→ **Goals**:
1/ According to the school zone fines article, by about how much does NSW raise fines for breaking the law near a school?
2/ Retype the school zone fines article from "Alone amongst Australia’s" up to and including "zones are operating.", word for word.
3/ Write what comes next in the school zone fines article, picking up after its last sentence.

----- Text segment

How Many Ways Can You Be Booked In A School Zone? | Men's Health Magazine Australia

How Many Ways Can You Be Booked In A School Zone?

You might feel like the authorities throw the book at you for any and every offence they catch you for on our roads, but you need to be aware that those fines and demerit-point punishments can, and will, be far more severe if you make the same kind of mistakes in a 40km/h-posted, active school […]

You might feel like the authorities throw the book at you for any and every offence they catch you for on our roads, but you need to be aware that those fines and demerit-point punishments can, and will, be far more severe if you make the same kind of mistakes in a 40km/h-posted, active school zone, at least if you’re in NSW.

Alone amongst Australia’s confusingly differentiated state and territory traffic laws, NSW ups the ante financially – by around 30 per cent – for breaking the law near a school. And throws in some extra demerit points as well, including some just for parking in the wrong place while the zones are operating.

Elsewhere in the country, the fact that you’ll be paying heavily already if you’re caught doing 60km/h in a 40 zone is seen as punishment enough.

Remarkably, even the Victorian Police confirmed to CarsGuide that they “do not have ‘extra’ fines or demerits within school zones”.

Get caught speeding, or talking on your mobile phone while driving near a school in NSW, however, and they won’t throw the book at you, they’ll tip a whole library on your head, or your licence.

----------
----- Source data

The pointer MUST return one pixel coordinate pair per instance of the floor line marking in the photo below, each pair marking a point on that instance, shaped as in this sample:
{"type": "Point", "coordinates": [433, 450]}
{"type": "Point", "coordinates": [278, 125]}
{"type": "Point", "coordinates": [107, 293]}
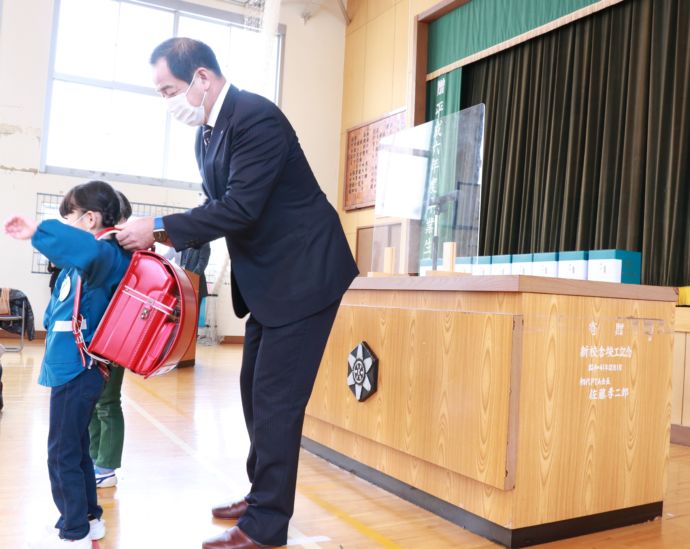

----------

→ **Results of the exercise**:
1/ By around 30 per cent.

2/
Alone amongst Australia’s confusingly differentiated state and territory traffic laws, NSW ups the ante financially – by around 30 per cent – for breaking the law near a school. And throws in some extra demerit points as well, including some just for parking in the wrong place while the zones are operating.

3/
The maximum penalty for speeding in a school zone in NSW, for example, is a whopping $3740, plus seven demerit points.

Just about anything adjacent of legal you do in a school zone is going to cost you, and cost you a lot more than it would on any other road, so you really need to know all the things you can booked, and heavily demerited for, in a school zone.

Here is our helpful, if slightly alarming, guide to the listed offences in NSW, which have their own heading and several pages on the RMS site here.

Traffic Lights

Obviously, running a red light in a school zone will bring a hefty penalty; at $549 and four points, but what might surprise you is that the punishment in NSW is just as harsh for “not stopping at stop line at yellow light”. 

So if you even run the amber, you’ll get the full whack of $549 and four points. It will also cost the same if you fail to “leave intersection safely after yellow arrow”, which sounds alarmingly vague.

Not giving way to a pedestrian in a school zone while turning left is slightly less at $439 and four points. 

Pedestrian Crossings

Surprisingly, failing to stop for one of those lovely volunteers who hold the Stop signs at intersections near schools will only set you back $439 and four points. If the sign holder is standing at an actual zebra crossing with their sign, however, it jumps back up to $549 and four points. 

Approaching a pedestrian crossing too quickly to stop safely is also $549 and four points, as is any other pedestrian-crossing infraction.

Parking

Yes, there are some very special rules for parking in school zones, which can see you being hit for $183 and two points for parking in a no-parking zone, stopping on a path or nature strip or even parking on a painted island. If you disobey a No Stopping sign in a school zone, double park or park in a School Bus zone, or stop on or near a children’s crossing, your punishment will jump to $439, and two points.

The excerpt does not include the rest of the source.